*EXERCISE TASKS*:
• A. Answer these questions about the R and RStudio post:
(i) Why can't the asker use RStudio at work?
(ii) What two drawbacks of RStudio online does the asker mention?
(iii) In which file do you list everything you need from conda?
• B. Proceed with the R and RStudio post, starting right after its last sentence.

*TEXT EXCERPT*:
(begin)

R and Rstudio Docker vs Binder - r

My problem is that I can't use R-studio at my work place as the IT does not support it . I want to use R and R-studio that installed on my personnel laptop on my company laptop ( using a modern browser which is behind firewall ) . Some of the options I am thinking of two two things
should I need to build a docker for R and R-studio (I see base images are already available) , I am mostly interested in basic R , Dplyr (haven ,xporter, and Reticulate ) packages .
Should I have to use a binder . I am not technical person and my programming skills are very limited can any one suggest me way .
What exactly are the difference between using Docker option vs Binder ?
I know I can use R-Studio online and get my work done but with the new paid account I am running out of project hours and very slow sometimes . Thanks in advance

Here are some examples beyond the modern RStudio MyBinder example:
https://github.com/fomightez/pythonista_skewedf
https://github.com/fomightez/r_phylogenetics_worshop
https://github.com/fomightez/chapter7/tree/master/binder
The modern RStudio MyBinder example has been set as a template on GitHub so you can use
The first one is for a special use of a package not on conda. And I started that one from square one.
The other two were converted from content by others to aid in making them Binder-ready.
You essentially list everything you need from conda in the environment.yml along with the appropriate channels. If you need special stuff not on conda, you need the other configuration files included there.
Getting everything working can take some iterations on adding things, letting the image get built, and testing your libraries are available. Although you seem to think your situation is not overly complex.

(end)

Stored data
(begin)

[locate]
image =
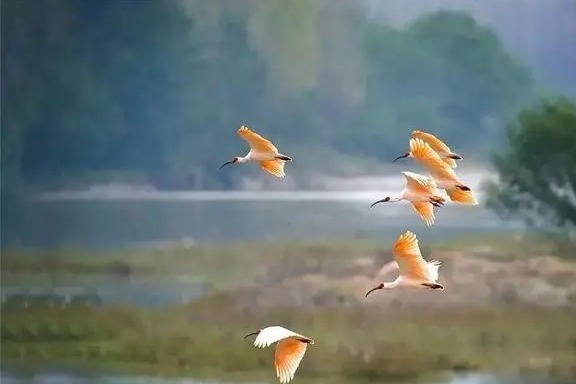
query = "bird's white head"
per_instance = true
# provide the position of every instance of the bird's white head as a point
(253, 333)
(381, 286)
(234, 160)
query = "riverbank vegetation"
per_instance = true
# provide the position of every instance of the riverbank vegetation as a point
(241, 258)
(205, 339)
(508, 305)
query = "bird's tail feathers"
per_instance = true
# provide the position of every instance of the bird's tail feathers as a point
(283, 157)
(462, 197)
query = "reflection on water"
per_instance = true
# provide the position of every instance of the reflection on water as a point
(96, 378)
(100, 290)
(152, 219)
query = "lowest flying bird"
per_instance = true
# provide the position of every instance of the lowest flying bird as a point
(262, 151)
(421, 192)
(437, 145)
(289, 351)
(415, 272)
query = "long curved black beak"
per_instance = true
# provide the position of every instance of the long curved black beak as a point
(401, 157)
(376, 202)
(225, 164)
(250, 334)
(372, 290)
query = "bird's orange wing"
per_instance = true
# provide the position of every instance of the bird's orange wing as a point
(425, 155)
(407, 255)
(274, 167)
(419, 183)
(255, 141)
(425, 210)
(287, 357)
(436, 144)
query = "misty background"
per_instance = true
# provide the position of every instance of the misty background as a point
(124, 248)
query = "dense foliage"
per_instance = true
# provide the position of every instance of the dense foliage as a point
(537, 173)
(154, 90)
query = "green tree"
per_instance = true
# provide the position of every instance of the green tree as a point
(537, 172)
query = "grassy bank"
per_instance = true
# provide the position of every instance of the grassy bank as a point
(226, 266)
(205, 339)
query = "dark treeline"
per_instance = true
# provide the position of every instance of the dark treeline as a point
(154, 90)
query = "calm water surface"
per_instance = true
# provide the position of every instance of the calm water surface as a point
(146, 219)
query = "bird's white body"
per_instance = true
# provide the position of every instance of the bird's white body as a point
(253, 155)
(415, 272)
(261, 151)
(290, 349)
(422, 193)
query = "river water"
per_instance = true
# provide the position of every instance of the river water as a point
(114, 218)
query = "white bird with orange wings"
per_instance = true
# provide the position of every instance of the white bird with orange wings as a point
(437, 145)
(289, 352)
(415, 272)
(441, 172)
(421, 192)
(262, 151)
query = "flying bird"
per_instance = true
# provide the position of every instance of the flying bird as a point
(415, 272)
(262, 151)
(421, 192)
(442, 173)
(289, 352)
(437, 145)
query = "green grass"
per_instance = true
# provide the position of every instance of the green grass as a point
(238, 264)
(205, 339)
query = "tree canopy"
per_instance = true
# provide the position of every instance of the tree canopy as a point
(537, 172)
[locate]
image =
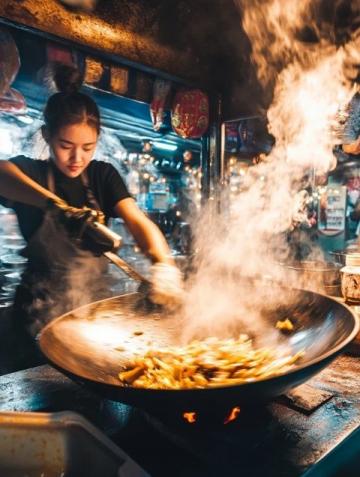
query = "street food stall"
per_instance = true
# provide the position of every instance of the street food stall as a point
(256, 370)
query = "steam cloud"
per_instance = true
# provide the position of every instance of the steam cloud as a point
(249, 237)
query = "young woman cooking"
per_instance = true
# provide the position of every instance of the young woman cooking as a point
(53, 199)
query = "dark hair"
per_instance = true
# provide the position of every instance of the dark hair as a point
(69, 106)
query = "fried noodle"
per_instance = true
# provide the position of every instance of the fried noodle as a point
(208, 363)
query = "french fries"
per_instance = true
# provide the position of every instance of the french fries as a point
(208, 363)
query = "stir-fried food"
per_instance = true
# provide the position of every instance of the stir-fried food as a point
(284, 325)
(208, 363)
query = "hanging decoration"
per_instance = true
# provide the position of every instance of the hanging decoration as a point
(119, 79)
(94, 71)
(11, 100)
(190, 113)
(55, 54)
(158, 104)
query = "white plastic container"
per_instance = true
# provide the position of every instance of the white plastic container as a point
(350, 279)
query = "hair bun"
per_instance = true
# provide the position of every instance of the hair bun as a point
(68, 79)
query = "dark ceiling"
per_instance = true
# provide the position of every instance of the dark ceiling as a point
(200, 41)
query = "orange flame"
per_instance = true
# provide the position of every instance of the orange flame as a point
(235, 411)
(190, 417)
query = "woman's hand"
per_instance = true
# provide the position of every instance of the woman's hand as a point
(167, 285)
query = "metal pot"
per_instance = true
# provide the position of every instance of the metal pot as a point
(95, 342)
(315, 275)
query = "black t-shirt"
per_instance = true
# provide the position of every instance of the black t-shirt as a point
(104, 181)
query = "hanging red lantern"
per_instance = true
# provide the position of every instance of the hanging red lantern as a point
(190, 113)
(158, 104)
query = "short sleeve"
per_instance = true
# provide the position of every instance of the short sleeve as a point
(112, 187)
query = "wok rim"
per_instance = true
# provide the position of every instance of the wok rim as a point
(331, 354)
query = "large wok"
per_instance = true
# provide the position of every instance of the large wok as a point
(93, 343)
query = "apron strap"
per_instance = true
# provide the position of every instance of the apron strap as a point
(90, 197)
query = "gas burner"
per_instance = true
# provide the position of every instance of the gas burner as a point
(217, 419)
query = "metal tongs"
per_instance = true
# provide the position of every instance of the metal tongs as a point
(115, 242)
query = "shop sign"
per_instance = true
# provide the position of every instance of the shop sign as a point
(331, 210)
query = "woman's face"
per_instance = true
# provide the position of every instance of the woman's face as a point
(72, 148)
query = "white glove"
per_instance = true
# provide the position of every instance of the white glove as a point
(167, 287)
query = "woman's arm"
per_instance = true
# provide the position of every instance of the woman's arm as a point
(17, 186)
(146, 233)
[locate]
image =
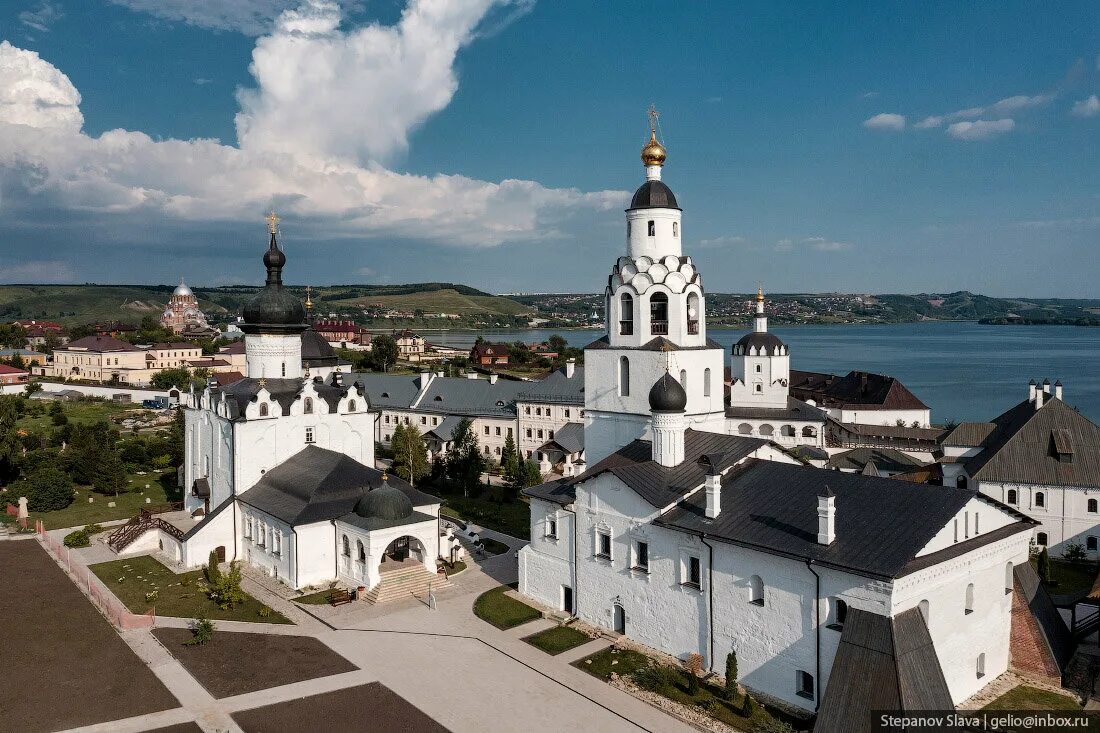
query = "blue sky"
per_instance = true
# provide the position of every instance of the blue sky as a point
(846, 146)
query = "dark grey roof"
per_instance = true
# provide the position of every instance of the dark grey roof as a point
(317, 484)
(762, 341)
(1023, 448)
(881, 665)
(883, 459)
(881, 524)
(653, 195)
(668, 395)
(795, 411)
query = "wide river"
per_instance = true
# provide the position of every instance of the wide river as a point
(964, 371)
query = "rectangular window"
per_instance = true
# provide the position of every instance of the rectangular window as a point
(604, 545)
(641, 556)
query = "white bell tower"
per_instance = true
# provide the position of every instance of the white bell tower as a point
(656, 321)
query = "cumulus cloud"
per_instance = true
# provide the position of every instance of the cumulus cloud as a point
(1087, 107)
(318, 90)
(980, 129)
(886, 121)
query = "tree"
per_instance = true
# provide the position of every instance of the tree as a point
(383, 352)
(410, 455)
(1044, 566)
(47, 489)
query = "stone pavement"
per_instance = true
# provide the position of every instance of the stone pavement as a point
(460, 670)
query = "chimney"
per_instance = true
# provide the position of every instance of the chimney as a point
(713, 487)
(826, 516)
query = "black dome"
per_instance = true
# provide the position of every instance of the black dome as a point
(385, 503)
(653, 195)
(765, 342)
(668, 395)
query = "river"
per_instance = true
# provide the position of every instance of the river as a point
(964, 371)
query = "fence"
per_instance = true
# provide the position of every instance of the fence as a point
(91, 587)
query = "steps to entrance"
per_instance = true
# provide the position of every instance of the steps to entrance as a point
(415, 580)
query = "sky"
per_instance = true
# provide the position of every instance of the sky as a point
(857, 146)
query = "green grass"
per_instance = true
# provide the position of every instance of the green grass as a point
(558, 639)
(504, 611)
(130, 579)
(1032, 698)
(162, 490)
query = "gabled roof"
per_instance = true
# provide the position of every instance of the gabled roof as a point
(317, 484)
(1024, 447)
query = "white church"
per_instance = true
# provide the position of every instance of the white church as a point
(838, 592)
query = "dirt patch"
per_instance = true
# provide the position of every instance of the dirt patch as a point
(237, 663)
(367, 708)
(65, 666)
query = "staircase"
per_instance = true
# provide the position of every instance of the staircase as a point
(396, 584)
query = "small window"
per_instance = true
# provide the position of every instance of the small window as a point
(641, 556)
(604, 545)
(804, 685)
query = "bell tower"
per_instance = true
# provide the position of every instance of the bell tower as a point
(656, 320)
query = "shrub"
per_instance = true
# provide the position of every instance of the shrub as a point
(201, 632)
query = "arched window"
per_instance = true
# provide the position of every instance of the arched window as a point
(626, 314)
(756, 590)
(659, 314)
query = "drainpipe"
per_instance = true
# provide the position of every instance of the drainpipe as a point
(710, 598)
(817, 630)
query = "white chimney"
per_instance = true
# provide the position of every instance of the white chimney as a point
(713, 487)
(826, 516)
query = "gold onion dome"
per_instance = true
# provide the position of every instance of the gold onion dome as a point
(653, 152)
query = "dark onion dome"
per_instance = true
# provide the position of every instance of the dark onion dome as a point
(760, 342)
(385, 503)
(653, 195)
(274, 309)
(668, 395)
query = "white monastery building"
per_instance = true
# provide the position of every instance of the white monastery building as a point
(693, 535)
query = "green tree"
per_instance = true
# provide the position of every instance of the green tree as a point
(410, 455)
(47, 489)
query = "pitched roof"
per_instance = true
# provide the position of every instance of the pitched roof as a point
(881, 524)
(881, 665)
(1024, 445)
(317, 484)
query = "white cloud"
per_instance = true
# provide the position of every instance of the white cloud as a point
(329, 105)
(1087, 107)
(980, 129)
(39, 271)
(43, 15)
(886, 121)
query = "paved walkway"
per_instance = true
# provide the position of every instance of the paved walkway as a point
(460, 670)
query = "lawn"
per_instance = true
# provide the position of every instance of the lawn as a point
(1032, 698)
(131, 578)
(512, 517)
(162, 490)
(558, 639)
(504, 611)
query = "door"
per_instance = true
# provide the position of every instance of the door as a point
(619, 620)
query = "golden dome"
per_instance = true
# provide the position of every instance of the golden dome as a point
(653, 152)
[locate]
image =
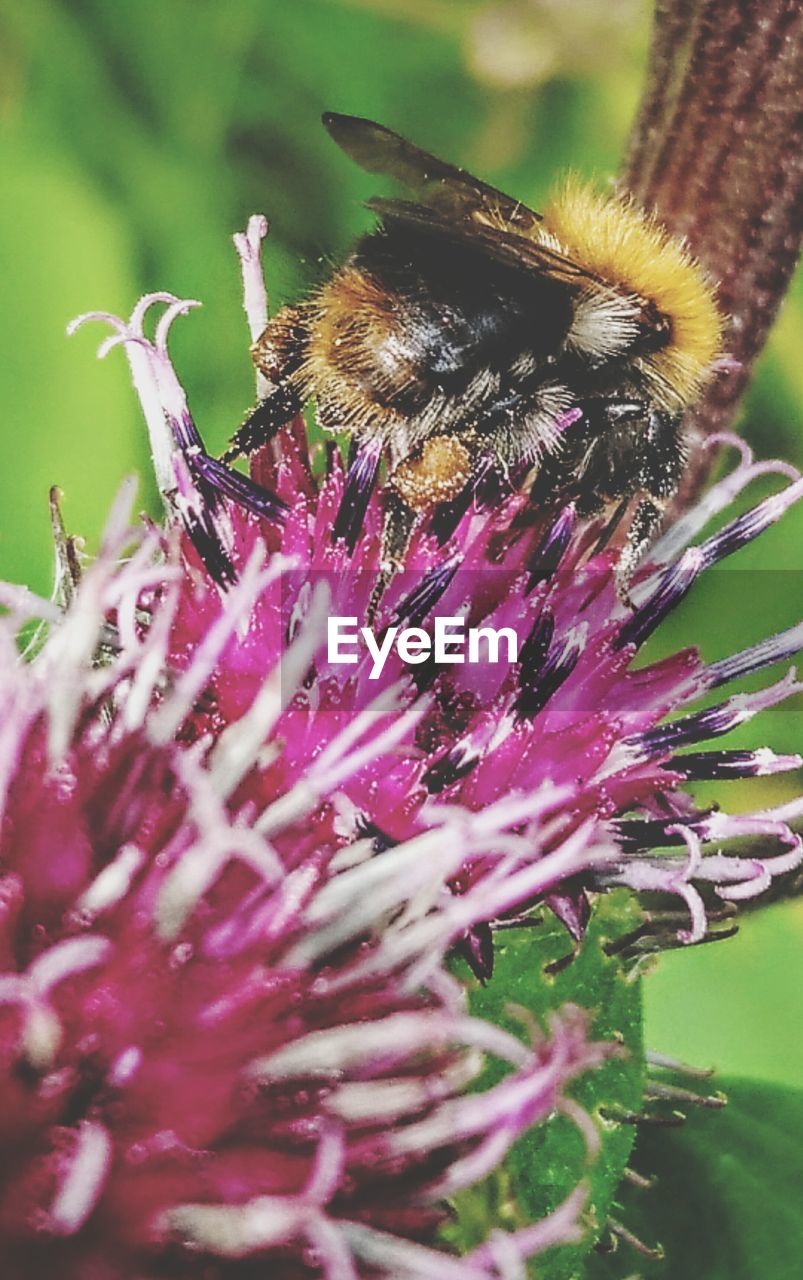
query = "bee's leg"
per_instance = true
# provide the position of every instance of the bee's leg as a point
(278, 353)
(437, 471)
(643, 526)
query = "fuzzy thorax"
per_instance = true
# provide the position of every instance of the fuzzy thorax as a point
(615, 240)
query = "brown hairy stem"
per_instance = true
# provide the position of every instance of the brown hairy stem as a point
(717, 151)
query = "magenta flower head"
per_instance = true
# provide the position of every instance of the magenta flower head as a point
(235, 868)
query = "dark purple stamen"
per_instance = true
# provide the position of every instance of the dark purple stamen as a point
(368, 830)
(763, 654)
(360, 479)
(551, 549)
(746, 528)
(635, 835)
(711, 722)
(477, 950)
(241, 489)
(543, 668)
(674, 585)
(200, 526)
(450, 768)
(418, 603)
(698, 766)
(571, 908)
(484, 487)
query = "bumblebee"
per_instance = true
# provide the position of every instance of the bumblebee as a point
(468, 332)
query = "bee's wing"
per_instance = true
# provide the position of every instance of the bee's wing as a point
(507, 247)
(433, 182)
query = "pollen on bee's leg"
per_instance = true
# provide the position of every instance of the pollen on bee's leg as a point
(433, 474)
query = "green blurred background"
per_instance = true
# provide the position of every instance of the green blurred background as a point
(136, 138)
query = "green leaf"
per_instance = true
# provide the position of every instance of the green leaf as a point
(726, 1198)
(550, 1161)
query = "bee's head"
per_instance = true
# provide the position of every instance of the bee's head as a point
(656, 301)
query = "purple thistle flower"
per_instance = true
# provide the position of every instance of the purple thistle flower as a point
(233, 869)
(226, 1028)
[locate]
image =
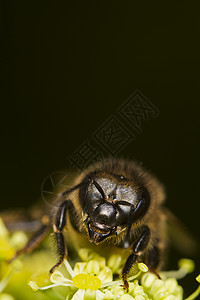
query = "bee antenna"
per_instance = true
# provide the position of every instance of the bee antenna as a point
(129, 223)
(99, 188)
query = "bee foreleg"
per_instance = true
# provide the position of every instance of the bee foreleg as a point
(153, 259)
(138, 247)
(35, 240)
(58, 227)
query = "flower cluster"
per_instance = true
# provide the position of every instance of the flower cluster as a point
(92, 278)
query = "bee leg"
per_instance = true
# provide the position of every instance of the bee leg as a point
(153, 260)
(35, 240)
(58, 227)
(138, 247)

(end)

*THE REPLIES*:
• A.
(i) The IT department does not support it.
(ii) With the new paid account the asker is running out of project hours, and it is sometimes very slow.
(iii) The environment.yml file, along with the appropriate channels.

• B.
The binder launch badges you see are just images where you modify the URL to point the MyBinder federation site at your repository. Look at the URL and you should see the pattern where you put studio at the end of the URL pointing at your repo. The form at MyBinder.org site can help with this; however, most often it is easier to just adapt a working launch badge's code copied from elsewhere. The form isn't set up at this time for making the URLs for launching to RStudio.
Download anything useful your create in a running session. The sessions timeout after 10 minutes, although RStudio usually keeps them active.
Lack of Persistence and limited memory, storage, & power can be drawbacks. The inherent reproducibility and portability are advantages.
MyBinder.org doesn't work with private repos. If you have code you don't want to share, you can upload it to the temporary session, using the repo for specifying the environment. You could host a private binderhub that does allow the use of private git repositories; however, that is probably overkill for your use case and exceed your ability level at this time.
GitHub isn't the only place to host repositories that can be pointed at the MyBinder system. If you go to the MyBinder.org page and click where it says 'GitHub' on the left side of the top line of the form, you can see a list of the sources at which you can host a repository and point the system to build an image and launch a container with that specified image.
Building the image from a source repository takes some minutes the first time. Once the image is built though on the service, launch is typically less than 30 seconds. Each time you make a change on the source repo, a build is necessary. Some changes don't cause the new build to be as long as the initial one as some optimizing is done to only build what is necessary after a change. Keep in mind there are several members of the federation around the workd and if traffic on the internet gets sent to where the built image isn't yet available, it will be built from scratch again first.
The Holepunch project is out there to offer some help for users working in the R ecosystem; however, with the R-Conda system that is now integrated into MyBinder it is pretty much as easy to do it the way I described. Last I knew, the Holepunch route makes a Dockerfile that isn't as easy to troubleshoot as using the current the R-Conda system route. Dockerfiles are essentially a last ditch configuration file that MyBinder can handle. The reason being the other configuration files are much easier and don't require knowing Dockerfile syntax. MyBinder aims to offer the ability to take advantage of Docker offering containers with a specified environment without users needing to know anything about Docker.
There is a Binder Help category for posting to get help at the Jupyter Discourse Forum. Some other examples of posts already there may help you troubleshoot.
Notice of a common pitfall
Most of the the configuration files for making a repository Binder-ready are simply text and can be edited right in the GitHub browser interface, without need to git or even cloning the repo locally.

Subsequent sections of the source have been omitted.